## Recorded information
┌──

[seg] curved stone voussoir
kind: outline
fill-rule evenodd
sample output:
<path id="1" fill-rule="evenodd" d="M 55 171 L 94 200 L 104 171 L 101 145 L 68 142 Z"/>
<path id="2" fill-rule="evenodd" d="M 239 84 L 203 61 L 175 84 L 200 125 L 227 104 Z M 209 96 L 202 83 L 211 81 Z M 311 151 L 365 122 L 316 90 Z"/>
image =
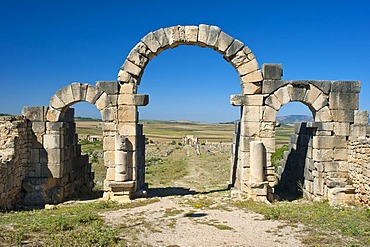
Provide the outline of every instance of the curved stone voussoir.
<path id="1" fill-rule="evenodd" d="M 210 26 L 206 24 L 200 24 L 198 28 L 198 45 L 200 47 L 207 46 L 208 33 Z"/>
<path id="2" fill-rule="evenodd" d="M 235 54 L 240 51 L 241 49 L 243 49 L 244 47 L 244 44 L 243 42 L 237 40 L 237 39 L 234 39 L 234 41 L 231 43 L 231 45 L 229 46 L 229 48 L 227 48 L 226 52 L 225 52 L 225 55 L 224 55 L 224 58 L 227 60 L 227 61 L 230 61 L 231 59 L 234 58 Z"/>
<path id="3" fill-rule="evenodd" d="M 167 48 L 170 47 L 170 43 L 167 39 L 167 35 L 164 32 L 163 28 L 160 28 L 157 31 L 154 31 L 153 34 L 154 34 L 154 37 L 157 39 L 157 41 L 160 45 L 160 49 L 163 50 L 163 49 L 167 49 Z"/>
<path id="4" fill-rule="evenodd" d="M 129 60 L 126 60 L 124 62 L 124 64 L 121 67 L 121 70 L 125 70 L 131 75 L 134 75 L 137 77 L 141 76 L 142 74 L 142 69 L 139 66 L 135 65 L 133 62 L 130 62 Z"/>
<path id="5" fill-rule="evenodd" d="M 245 63 L 241 64 L 237 69 L 240 76 L 250 74 L 254 71 L 259 70 L 259 65 L 257 59 L 253 59 L 252 61 L 246 61 Z"/>
<path id="6" fill-rule="evenodd" d="M 198 41 L 198 26 L 185 26 L 185 42 L 188 45 L 195 45 Z"/>
<path id="7" fill-rule="evenodd" d="M 73 97 L 72 86 L 68 85 L 59 89 L 55 95 L 65 104 L 65 106 L 70 106 L 77 101 Z"/>
<path id="8" fill-rule="evenodd" d="M 139 85 L 140 84 L 139 79 L 140 77 L 134 77 L 133 75 L 131 75 L 130 73 L 122 69 L 120 69 L 120 71 L 118 72 L 118 76 L 117 76 L 117 81 L 121 85 L 124 83 L 133 83 L 133 84 Z"/>
<path id="9" fill-rule="evenodd" d="M 235 54 L 235 57 L 231 59 L 230 63 L 235 69 L 237 69 L 240 65 L 248 63 L 249 61 L 250 60 L 248 59 L 248 55 L 244 52 L 243 49 Z"/>
<path id="10" fill-rule="evenodd" d="M 217 48 L 216 48 L 217 51 L 221 52 L 222 54 L 225 54 L 226 50 L 230 47 L 233 41 L 234 41 L 233 37 L 221 31 L 220 35 L 218 36 L 218 42 L 217 42 Z"/>
<path id="11" fill-rule="evenodd" d="M 151 60 L 155 56 L 155 54 L 142 41 L 137 43 L 133 50 L 137 51 L 149 60 Z"/>
<path id="12" fill-rule="evenodd" d="M 86 100 L 86 93 L 87 93 L 87 83 L 79 83 L 79 82 L 74 82 L 71 84 L 72 87 L 72 93 L 73 93 L 73 98 L 75 101 L 85 101 Z"/>
<path id="13" fill-rule="evenodd" d="M 329 107 L 325 106 L 314 114 L 315 122 L 332 122 L 333 116 Z"/>
<path id="14" fill-rule="evenodd" d="M 103 93 L 104 92 L 101 89 L 99 89 L 97 87 L 94 87 L 94 86 L 91 86 L 91 85 L 88 85 L 87 86 L 87 91 L 86 91 L 86 101 L 91 103 L 91 104 L 95 104 L 97 99 L 99 99 L 99 97 Z"/>
<path id="15" fill-rule="evenodd" d="M 263 81 L 262 72 L 261 70 L 256 70 L 252 73 L 246 74 L 240 77 L 242 83 L 249 83 L 249 82 L 260 82 Z"/>
<path id="16" fill-rule="evenodd" d="M 96 100 L 95 106 L 99 111 L 112 105 L 112 102 L 109 99 L 109 96 L 103 92 L 103 94 Z"/>
<path id="17" fill-rule="evenodd" d="M 265 104 L 274 108 L 276 111 L 280 110 L 281 107 L 280 101 L 274 94 L 271 94 L 265 99 Z"/>
<path id="18" fill-rule="evenodd" d="M 154 55 L 158 55 L 160 52 L 161 45 L 158 40 L 155 38 L 152 32 L 148 33 L 141 41 L 151 50 Z"/>
<path id="19" fill-rule="evenodd" d="M 142 69 L 145 68 L 145 66 L 149 62 L 149 59 L 147 57 L 141 55 L 136 50 L 131 50 L 130 54 L 128 54 L 126 59 Z"/>
<path id="20" fill-rule="evenodd" d="M 50 98 L 50 103 L 49 105 L 57 110 L 62 110 L 64 107 L 66 107 L 66 104 L 61 100 L 59 99 L 59 97 L 54 94 L 51 98 Z"/>
<path id="21" fill-rule="evenodd" d="M 221 28 L 217 26 L 209 26 L 206 45 L 214 50 L 217 50 L 218 37 L 220 36 Z"/>
<path id="22" fill-rule="evenodd" d="M 57 122 L 60 120 L 61 116 L 62 116 L 62 111 L 57 110 L 53 107 L 49 107 L 46 112 L 46 120 L 49 122 Z"/>
<path id="23" fill-rule="evenodd" d="M 113 122 L 117 118 L 117 108 L 107 107 L 100 110 L 102 120 L 104 122 Z"/>
<path id="24" fill-rule="evenodd" d="M 180 34 L 179 34 L 179 28 L 178 26 L 173 26 L 173 27 L 167 27 L 163 29 L 166 38 L 168 40 L 168 45 L 171 48 L 174 48 L 179 45 L 180 41 Z"/>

└──

## Exercise objective
In the listing above, locate each line with "voussoir" and copy it.

## Written reply
[seg] curved stone voussoir
Provide the outline of every instance of the curved stone voussoir.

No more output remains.